### WHAT TO DO
Reply with exactly the lines from the one that contains "of the thumb" through the last line of the records below, and with no other lines.

Segment Open

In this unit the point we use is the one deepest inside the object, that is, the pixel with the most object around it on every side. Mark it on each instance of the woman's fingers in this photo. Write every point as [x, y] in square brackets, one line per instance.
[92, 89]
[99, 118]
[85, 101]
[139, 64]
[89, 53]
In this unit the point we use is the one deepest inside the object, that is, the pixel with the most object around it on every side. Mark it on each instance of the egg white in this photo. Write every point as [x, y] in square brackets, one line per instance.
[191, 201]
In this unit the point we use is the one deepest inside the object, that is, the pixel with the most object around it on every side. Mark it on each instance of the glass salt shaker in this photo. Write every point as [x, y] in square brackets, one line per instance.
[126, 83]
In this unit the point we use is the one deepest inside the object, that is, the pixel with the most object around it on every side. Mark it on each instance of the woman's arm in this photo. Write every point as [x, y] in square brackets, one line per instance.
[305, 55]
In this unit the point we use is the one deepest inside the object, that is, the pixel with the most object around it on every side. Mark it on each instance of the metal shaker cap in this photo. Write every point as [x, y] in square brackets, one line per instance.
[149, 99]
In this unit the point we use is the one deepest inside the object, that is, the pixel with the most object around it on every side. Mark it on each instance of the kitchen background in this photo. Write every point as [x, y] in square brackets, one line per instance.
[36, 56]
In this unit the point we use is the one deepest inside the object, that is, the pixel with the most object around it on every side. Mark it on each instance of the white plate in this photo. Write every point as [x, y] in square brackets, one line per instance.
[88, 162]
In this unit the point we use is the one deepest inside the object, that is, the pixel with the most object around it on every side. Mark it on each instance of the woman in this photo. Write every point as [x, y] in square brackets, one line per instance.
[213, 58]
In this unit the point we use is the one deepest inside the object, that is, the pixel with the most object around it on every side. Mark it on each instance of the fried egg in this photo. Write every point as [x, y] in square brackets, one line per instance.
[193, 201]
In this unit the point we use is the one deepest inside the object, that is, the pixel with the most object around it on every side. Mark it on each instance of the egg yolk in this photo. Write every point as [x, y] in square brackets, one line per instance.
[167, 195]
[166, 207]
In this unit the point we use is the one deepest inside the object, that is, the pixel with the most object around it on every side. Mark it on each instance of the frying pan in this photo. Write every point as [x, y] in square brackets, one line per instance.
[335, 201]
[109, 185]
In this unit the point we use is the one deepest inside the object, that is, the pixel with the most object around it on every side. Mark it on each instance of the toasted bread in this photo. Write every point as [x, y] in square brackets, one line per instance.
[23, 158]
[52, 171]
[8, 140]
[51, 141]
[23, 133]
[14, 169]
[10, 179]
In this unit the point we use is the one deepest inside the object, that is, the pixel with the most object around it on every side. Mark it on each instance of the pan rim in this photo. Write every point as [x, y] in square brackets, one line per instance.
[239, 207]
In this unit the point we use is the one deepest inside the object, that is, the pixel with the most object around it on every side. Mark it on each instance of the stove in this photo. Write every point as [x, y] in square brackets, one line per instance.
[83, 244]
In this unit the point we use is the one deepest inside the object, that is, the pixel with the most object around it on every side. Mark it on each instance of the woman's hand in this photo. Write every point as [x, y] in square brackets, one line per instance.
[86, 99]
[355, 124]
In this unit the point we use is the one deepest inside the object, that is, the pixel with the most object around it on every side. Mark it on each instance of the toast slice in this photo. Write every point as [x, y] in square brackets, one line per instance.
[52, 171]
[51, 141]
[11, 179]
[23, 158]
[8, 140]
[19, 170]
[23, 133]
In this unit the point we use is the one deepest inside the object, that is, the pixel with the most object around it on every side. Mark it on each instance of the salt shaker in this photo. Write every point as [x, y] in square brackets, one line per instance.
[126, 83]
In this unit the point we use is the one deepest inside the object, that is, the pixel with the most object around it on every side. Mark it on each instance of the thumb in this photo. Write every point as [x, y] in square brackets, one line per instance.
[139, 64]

Segment Closed

### TASK RESULT
In this unit the point we use is the one deepest inside the object, that is, the pixel with the most object around it on every side. Mark it on each instance of the thumb in this photo. Write every point as [x, y] in square brackets, one line per instance.
[139, 64]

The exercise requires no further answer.